> **Work instructions**: Return each line below that contains the string "head", copied in full.

-- begin --

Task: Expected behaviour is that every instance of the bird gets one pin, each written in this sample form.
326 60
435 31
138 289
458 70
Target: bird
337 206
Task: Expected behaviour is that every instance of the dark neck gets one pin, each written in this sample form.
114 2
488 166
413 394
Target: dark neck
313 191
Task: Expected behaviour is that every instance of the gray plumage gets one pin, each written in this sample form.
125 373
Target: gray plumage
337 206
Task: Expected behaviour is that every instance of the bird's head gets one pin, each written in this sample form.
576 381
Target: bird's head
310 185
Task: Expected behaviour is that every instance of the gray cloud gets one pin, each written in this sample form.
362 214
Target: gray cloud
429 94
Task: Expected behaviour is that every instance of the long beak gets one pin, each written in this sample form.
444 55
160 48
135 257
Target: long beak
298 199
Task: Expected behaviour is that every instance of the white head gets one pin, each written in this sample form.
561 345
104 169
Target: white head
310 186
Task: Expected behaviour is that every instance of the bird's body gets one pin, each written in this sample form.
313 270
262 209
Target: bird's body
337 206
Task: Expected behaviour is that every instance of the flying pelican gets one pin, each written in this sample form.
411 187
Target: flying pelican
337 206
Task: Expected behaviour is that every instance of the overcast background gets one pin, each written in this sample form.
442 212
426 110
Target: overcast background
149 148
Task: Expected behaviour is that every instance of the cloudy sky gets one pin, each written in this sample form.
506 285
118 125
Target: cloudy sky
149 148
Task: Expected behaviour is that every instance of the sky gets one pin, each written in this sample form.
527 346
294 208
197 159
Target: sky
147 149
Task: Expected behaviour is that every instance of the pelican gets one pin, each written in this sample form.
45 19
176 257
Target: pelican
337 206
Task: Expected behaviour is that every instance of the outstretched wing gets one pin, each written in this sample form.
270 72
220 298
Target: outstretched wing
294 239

-- end --
-- begin --

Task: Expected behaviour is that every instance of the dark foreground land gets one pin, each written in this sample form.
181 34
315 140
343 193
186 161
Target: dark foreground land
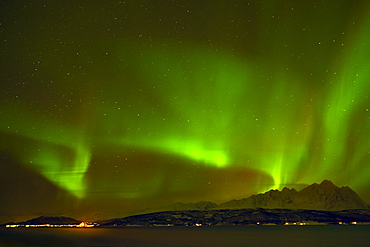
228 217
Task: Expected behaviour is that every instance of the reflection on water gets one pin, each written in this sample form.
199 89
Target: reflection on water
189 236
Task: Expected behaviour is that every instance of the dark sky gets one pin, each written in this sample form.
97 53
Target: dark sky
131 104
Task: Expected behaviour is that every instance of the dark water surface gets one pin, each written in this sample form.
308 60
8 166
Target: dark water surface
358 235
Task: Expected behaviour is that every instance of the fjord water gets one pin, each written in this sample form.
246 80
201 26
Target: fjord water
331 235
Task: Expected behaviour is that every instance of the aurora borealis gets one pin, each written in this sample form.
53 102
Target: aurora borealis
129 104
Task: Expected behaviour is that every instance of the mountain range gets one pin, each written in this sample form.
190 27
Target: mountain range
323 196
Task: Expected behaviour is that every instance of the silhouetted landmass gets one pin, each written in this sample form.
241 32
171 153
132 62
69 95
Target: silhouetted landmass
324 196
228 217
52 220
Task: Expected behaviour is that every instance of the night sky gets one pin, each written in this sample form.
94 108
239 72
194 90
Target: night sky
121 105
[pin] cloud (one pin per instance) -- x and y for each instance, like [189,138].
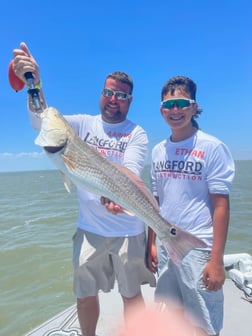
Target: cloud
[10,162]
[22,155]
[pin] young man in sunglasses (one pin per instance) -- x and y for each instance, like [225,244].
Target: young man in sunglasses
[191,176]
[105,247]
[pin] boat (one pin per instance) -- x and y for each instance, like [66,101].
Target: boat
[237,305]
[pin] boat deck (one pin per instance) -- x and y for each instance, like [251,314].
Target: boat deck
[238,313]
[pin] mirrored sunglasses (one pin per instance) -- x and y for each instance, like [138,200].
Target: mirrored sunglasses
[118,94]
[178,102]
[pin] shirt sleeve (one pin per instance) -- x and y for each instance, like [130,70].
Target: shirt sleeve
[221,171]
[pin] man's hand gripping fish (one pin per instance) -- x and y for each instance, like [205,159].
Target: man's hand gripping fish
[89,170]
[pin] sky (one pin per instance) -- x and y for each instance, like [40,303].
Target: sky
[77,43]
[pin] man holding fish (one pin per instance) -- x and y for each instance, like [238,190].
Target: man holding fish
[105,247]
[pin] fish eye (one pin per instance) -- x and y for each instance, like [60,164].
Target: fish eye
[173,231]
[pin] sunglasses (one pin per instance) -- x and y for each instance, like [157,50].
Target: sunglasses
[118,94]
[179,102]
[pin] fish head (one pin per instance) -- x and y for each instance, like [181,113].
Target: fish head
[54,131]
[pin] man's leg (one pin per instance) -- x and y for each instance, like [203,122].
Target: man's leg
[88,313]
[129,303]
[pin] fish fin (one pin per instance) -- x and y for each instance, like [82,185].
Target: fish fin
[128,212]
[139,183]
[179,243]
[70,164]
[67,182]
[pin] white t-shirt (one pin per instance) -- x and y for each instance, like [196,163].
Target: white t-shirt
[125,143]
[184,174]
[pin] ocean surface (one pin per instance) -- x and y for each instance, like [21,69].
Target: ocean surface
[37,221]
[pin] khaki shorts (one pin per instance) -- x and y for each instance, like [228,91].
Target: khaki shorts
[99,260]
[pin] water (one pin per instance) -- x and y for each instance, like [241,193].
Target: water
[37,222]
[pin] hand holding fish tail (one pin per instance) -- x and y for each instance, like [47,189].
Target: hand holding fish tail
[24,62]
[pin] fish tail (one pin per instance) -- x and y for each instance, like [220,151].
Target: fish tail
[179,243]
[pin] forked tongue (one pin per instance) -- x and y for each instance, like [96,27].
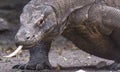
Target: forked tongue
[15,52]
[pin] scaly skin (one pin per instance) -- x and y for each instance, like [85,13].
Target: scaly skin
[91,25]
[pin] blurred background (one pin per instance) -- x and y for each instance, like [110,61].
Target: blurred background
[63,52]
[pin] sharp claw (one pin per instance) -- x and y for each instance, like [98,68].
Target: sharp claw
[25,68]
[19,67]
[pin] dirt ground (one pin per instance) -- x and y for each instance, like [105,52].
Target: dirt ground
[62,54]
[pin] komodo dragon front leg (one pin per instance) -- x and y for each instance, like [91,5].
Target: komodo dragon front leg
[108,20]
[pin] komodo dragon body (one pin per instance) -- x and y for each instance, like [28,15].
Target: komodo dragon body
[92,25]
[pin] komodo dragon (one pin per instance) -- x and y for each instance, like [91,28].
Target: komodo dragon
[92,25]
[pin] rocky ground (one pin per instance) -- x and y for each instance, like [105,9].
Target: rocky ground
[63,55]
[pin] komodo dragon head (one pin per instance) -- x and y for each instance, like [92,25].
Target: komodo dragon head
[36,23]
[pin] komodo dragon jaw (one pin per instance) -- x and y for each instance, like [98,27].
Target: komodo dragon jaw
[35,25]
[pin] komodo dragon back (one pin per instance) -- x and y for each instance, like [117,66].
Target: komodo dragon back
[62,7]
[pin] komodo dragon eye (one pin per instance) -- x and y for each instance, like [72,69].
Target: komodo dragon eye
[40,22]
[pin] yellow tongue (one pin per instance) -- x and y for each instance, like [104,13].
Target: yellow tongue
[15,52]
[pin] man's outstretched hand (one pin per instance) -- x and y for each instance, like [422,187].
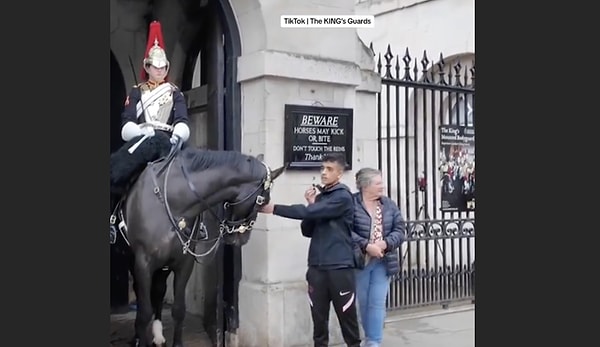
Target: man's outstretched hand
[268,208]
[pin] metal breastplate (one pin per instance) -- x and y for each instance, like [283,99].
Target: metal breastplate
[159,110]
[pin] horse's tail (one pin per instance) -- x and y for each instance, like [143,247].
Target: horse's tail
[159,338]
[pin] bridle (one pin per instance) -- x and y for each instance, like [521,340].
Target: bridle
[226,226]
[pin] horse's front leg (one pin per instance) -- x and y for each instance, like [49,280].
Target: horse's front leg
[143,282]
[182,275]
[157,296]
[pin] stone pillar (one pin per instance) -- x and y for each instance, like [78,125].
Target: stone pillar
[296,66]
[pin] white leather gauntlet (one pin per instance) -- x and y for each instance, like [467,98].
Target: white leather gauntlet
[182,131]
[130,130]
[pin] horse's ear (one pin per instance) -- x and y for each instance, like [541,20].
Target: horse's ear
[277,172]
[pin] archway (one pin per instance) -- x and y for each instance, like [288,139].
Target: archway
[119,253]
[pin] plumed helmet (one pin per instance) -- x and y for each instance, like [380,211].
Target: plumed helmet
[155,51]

-- end --

> **Exercise solution**:
Task: Expected behaviour is that every instance of the bird's head gets one pin, each written in this sample form.
Target: bird's head
Task: Expected behaviour is that every instance of the white head gets one pin, each written in this sample form.
Target: white head
[pin] fish head (one pin per instance) -- x and y for each instance, like [181,113].
Target: fish head
[pin] komodo dragon head (one pin per instance) -- x and y for each instance, like [92,25].
Target: komodo dragon head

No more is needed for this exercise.